* _The records_:
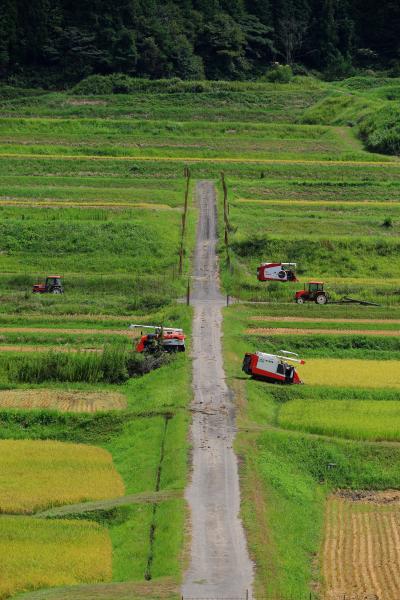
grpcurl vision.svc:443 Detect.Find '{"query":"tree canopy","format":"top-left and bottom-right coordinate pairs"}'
top-left (0, 0), bottom-right (400, 85)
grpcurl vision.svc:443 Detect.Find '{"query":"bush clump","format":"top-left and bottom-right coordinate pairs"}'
top-left (359, 106), bottom-right (400, 154)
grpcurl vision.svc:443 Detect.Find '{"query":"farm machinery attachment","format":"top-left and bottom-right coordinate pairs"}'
top-left (242, 350), bottom-right (304, 385)
top-left (294, 281), bottom-right (380, 306)
top-left (32, 275), bottom-right (64, 294)
top-left (129, 325), bottom-right (186, 353)
top-left (257, 263), bottom-right (297, 282)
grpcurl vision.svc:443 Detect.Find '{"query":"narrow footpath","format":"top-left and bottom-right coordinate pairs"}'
top-left (182, 181), bottom-right (253, 600)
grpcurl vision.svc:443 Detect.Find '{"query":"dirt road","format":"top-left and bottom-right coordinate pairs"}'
top-left (182, 182), bottom-right (253, 600)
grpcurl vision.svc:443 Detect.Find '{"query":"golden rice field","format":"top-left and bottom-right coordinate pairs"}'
top-left (0, 516), bottom-right (112, 600)
top-left (321, 493), bottom-right (400, 600)
top-left (0, 440), bottom-right (125, 514)
top-left (0, 389), bottom-right (127, 413)
top-left (278, 399), bottom-right (400, 441)
top-left (298, 358), bottom-right (400, 388)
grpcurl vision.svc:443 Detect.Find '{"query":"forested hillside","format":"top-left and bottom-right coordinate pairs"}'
top-left (0, 0), bottom-right (400, 87)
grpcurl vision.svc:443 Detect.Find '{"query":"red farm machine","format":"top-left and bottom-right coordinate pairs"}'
top-left (129, 325), bottom-right (186, 353)
top-left (257, 263), bottom-right (297, 282)
top-left (294, 281), bottom-right (329, 304)
top-left (242, 350), bottom-right (304, 385)
top-left (32, 275), bottom-right (64, 294)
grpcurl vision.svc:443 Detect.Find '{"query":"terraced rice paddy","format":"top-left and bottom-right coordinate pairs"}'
top-left (322, 493), bottom-right (400, 600)
top-left (0, 516), bottom-right (112, 600)
top-left (0, 440), bottom-right (125, 513)
top-left (278, 399), bottom-right (400, 441)
top-left (0, 82), bottom-right (400, 600)
top-left (0, 388), bottom-right (127, 413)
top-left (299, 358), bottom-right (400, 388)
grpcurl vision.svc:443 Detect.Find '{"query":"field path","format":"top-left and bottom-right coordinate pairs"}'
top-left (183, 181), bottom-right (253, 600)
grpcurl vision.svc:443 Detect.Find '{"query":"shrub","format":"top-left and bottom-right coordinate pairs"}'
top-left (359, 106), bottom-right (400, 154)
top-left (266, 64), bottom-right (293, 83)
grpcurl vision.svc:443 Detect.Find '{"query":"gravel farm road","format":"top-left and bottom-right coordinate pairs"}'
top-left (182, 181), bottom-right (253, 600)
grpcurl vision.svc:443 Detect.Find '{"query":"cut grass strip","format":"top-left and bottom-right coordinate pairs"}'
top-left (0, 516), bottom-right (112, 600)
top-left (0, 388), bottom-right (127, 413)
top-left (250, 315), bottom-right (400, 325)
top-left (0, 152), bottom-right (400, 167)
top-left (0, 440), bottom-right (125, 514)
top-left (35, 490), bottom-right (183, 519)
top-left (13, 577), bottom-right (181, 600)
top-left (246, 327), bottom-right (399, 337)
top-left (278, 399), bottom-right (400, 442)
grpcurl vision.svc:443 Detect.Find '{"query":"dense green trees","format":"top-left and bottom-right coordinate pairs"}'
top-left (0, 0), bottom-right (400, 85)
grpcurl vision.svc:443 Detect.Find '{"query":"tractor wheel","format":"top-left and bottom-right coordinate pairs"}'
top-left (315, 294), bottom-right (328, 304)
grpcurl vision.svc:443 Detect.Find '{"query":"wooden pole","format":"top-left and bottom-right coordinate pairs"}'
top-left (186, 278), bottom-right (190, 306)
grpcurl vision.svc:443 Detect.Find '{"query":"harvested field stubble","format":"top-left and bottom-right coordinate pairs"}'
top-left (0, 389), bottom-right (127, 413)
top-left (322, 494), bottom-right (400, 600)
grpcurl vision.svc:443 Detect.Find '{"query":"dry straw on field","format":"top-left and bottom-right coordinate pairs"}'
top-left (0, 389), bottom-right (127, 413)
top-left (299, 358), bottom-right (400, 388)
top-left (0, 440), bottom-right (125, 514)
top-left (322, 493), bottom-right (400, 600)
top-left (0, 516), bottom-right (112, 600)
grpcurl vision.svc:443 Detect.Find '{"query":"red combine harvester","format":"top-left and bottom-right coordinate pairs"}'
top-left (242, 350), bottom-right (304, 385)
top-left (129, 325), bottom-right (186, 353)
top-left (257, 263), bottom-right (297, 281)
top-left (32, 275), bottom-right (64, 294)
top-left (294, 281), bottom-right (329, 304)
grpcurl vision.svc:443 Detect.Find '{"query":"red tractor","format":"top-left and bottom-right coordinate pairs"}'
top-left (294, 281), bottom-right (329, 304)
top-left (32, 275), bottom-right (64, 294)
top-left (129, 325), bottom-right (186, 353)
top-left (242, 350), bottom-right (304, 385)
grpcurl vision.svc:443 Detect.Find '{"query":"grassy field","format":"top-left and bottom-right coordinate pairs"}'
top-left (0, 78), bottom-right (400, 600)
top-left (0, 516), bottom-right (112, 599)
top-left (0, 440), bottom-right (124, 513)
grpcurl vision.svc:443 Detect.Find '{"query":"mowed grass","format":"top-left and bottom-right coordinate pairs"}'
top-left (0, 440), bottom-right (124, 513)
top-left (298, 358), bottom-right (400, 388)
top-left (0, 388), bottom-right (127, 413)
top-left (0, 516), bottom-right (112, 600)
top-left (278, 399), bottom-right (400, 441)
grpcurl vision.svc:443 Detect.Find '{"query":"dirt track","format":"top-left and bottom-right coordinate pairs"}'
top-left (183, 182), bottom-right (253, 599)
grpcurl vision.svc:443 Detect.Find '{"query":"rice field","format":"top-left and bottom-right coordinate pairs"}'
top-left (0, 388), bottom-right (127, 413)
top-left (278, 399), bottom-right (400, 441)
top-left (0, 516), bottom-right (112, 600)
top-left (0, 440), bottom-right (125, 514)
top-left (298, 358), bottom-right (400, 388)
top-left (320, 493), bottom-right (400, 600)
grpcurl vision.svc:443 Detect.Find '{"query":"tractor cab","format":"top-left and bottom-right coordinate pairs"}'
top-left (257, 263), bottom-right (297, 281)
top-left (295, 281), bottom-right (329, 304)
top-left (32, 275), bottom-right (64, 294)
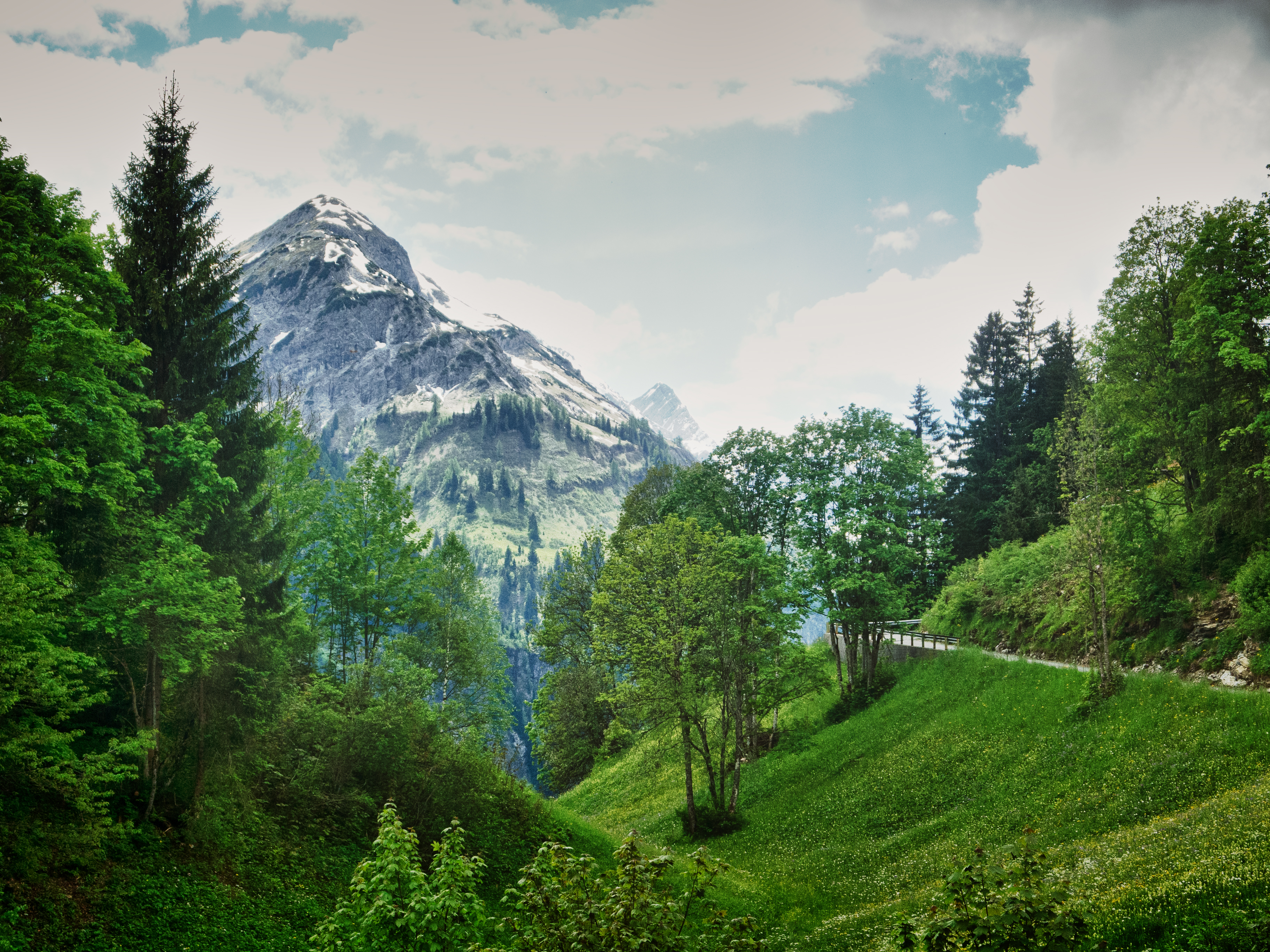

* _Given instruction_: Find every line in the material above that contains the string "farm", treating uppercase and lowercase as different, and copy each of those lines.

* _Task answer_:
grpcurl vision.svc:443 Detect.Find '{"query":"farm machinery attachment","format":"top-left and bottom-right coordinate pairs"}'
grpcurl vision.svc:443 Detect.Find '{"query":"red farm machine","format":"top-left and bottom-right coordinate pairs"}'
grpcurl vision.svc:443 Detect.Find '{"query":"gravel farm road","format":"top-left and bottom-right coordinate pairs"}'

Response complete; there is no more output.